DOCUMENT SEGMENT:
George Gray (1725–1800) served as a member of the Pennsylvania Provincial Assembly and as its Speaker in 1783.

His father, also named George Gray, had purchased 199 acres of land on both sides of the Schuylkill River in what was then Blockley Township (present-day West Philadelphia) and Moyamensing (present-day South Philadelphia). The elder Gray founded Gray's Ferry Tavern and Inn on the western bank of the river and took over operation of Gray's Ferry. In 1740, the father retired, leaving the businesses to his sons, Robert and 15-year-old George.

In 1748, the younger George Gray became a lieutenant in Company Nine of the Associators, a volunteer militia.

In 1772, Gray was elected to the Colonial Assembly, and served through its transition to becoming the State Assembly in 1776. He was elected 34th Speaker of the Assembly on October 30, 1783. His term saw the establishment of Harrisburg, now the state capital.

While Speaker of the Assembly, Gray served, ex officio, as a trustee of the University of the State of Pennsylvania (now the University of Pennsylvania).

YOUR TASKS:
**a)** In the biography of George Gray, which militia company did he join as a lieutenant in 1748?
**b)** According to the George Gray biography, why did Robert and George take over the family businesses in 1740?
**c)** Continue the George Gray biography from its last sentence.

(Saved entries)
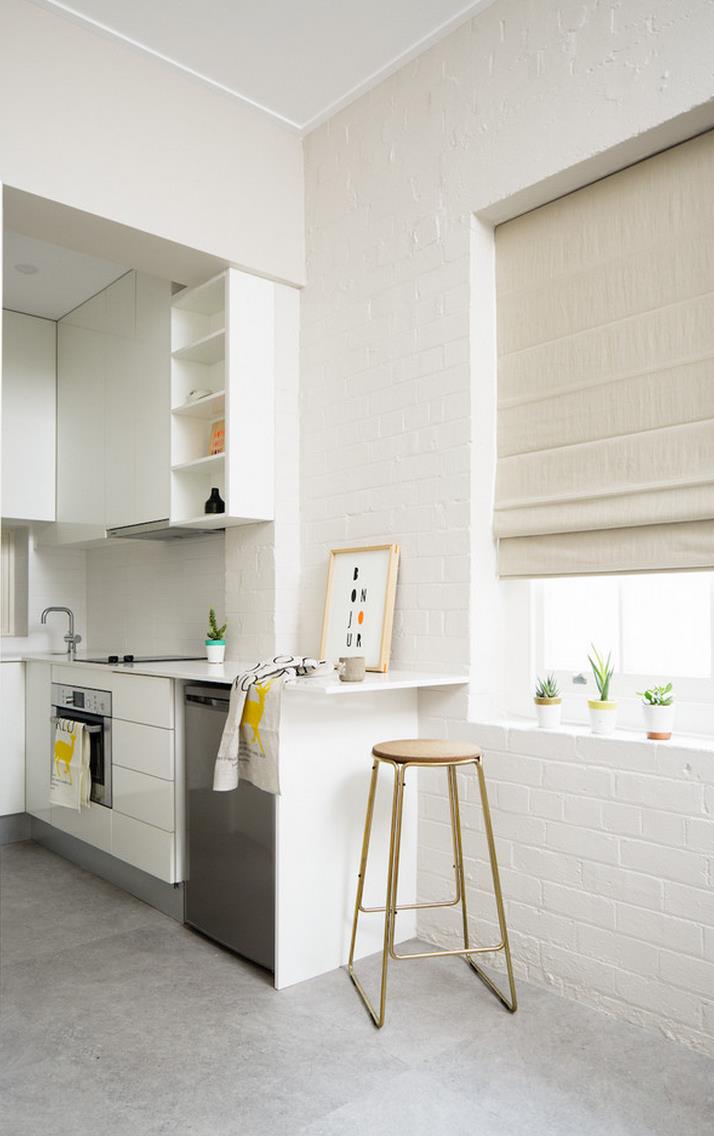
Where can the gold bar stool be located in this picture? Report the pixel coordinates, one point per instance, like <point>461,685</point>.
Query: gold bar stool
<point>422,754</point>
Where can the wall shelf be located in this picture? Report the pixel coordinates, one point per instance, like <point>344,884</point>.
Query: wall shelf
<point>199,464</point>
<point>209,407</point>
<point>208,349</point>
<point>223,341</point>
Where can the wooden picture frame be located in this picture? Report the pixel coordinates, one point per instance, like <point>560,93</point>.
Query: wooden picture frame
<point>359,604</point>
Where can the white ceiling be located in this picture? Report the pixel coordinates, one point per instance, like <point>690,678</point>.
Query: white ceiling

* * *

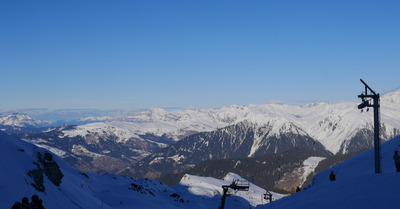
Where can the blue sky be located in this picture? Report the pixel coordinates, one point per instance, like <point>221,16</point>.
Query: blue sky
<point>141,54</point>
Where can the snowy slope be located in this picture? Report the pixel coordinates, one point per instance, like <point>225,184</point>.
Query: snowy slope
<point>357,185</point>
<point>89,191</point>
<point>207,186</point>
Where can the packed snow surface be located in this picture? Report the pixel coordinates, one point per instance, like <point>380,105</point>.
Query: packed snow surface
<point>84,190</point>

==

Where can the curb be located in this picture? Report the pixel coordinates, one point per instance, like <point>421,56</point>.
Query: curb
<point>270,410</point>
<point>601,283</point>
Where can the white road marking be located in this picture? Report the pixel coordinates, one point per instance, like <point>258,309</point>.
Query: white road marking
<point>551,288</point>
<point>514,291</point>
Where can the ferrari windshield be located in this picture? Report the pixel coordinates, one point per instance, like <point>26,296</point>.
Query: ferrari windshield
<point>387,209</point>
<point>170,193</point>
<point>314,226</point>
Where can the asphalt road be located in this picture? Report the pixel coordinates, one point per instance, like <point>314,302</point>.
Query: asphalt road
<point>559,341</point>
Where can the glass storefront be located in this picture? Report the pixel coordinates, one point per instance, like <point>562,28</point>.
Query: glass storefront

YOUR RESPONSES:
**a)** Company Nine of the Associators, a volunteer militia.

**b)** Their father, the elder George Gray, retired in 1740 and left the tavern, inn and ferry to his sons, Robert and the 15-year-old George.

**c)**
He was the author of "Treason Resolutions", ordering paper currency, for which he was turned out of the Quaker Meeting.

He was on the Committee of Safety when appointed chairman of the Board of War.

In 1784, Gray was elected a member of the American Philosophical Society.

Gray was a signatory to ratification of the United States Constitution by the Commonwealth of Pennsylvania in 1787.

Gray had a summer residence in Thornton, Pennsylvania, known as "Yellow House". It is part of the Thornton Village Historic District which was added to the National Register of Historic Places in 2006.

==Personal life==
Gray married Martha Ibbetson (or Ibison) on November 25, 1752.